**To do:**
Retype all of the lines below with no changes.

**Given records:**
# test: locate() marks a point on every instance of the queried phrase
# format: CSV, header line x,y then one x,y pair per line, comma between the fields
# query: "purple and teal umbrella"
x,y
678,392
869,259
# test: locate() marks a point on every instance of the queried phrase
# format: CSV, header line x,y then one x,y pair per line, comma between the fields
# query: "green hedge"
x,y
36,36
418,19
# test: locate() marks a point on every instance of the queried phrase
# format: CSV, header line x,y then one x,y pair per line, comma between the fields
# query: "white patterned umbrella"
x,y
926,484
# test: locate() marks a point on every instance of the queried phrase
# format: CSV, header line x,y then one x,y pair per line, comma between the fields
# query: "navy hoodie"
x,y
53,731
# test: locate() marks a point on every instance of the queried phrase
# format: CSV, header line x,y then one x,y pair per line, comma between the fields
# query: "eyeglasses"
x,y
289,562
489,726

**Written answer:**
# test: locate() marks a point on every instance of the queried phrase
# format: CSV, header line x,y then one x,y pair per line, comma between the fields
# query: "purple and teal umbrella"
x,y
678,392
869,259
# test: locate() marks a point on every instance of the queried phrase
# format: CSV, header line x,y then one x,y pair per line, comma between the fields
# query: "green hedge"
x,y
36,36
418,19
# test: locate() marks a point on every instance of the queried phrase
# format: CSV, header line x,y then one x,y pair per line, comma between the fields
# query: "white patterned umbrella"
x,y
926,484
# test: locate() marks a point on every instance of the queried phrase
# format: CSV, header line x,y then one x,y pair per line, comma between the fields
# query: "navy hoodie"
x,y
53,731
# test: locate() marks a point on every instance of the queried phrase
# format: CSV, header line x,y then one x,y pair per line, comma between the fields
# query: "eyeglasses"
x,y
289,562
489,726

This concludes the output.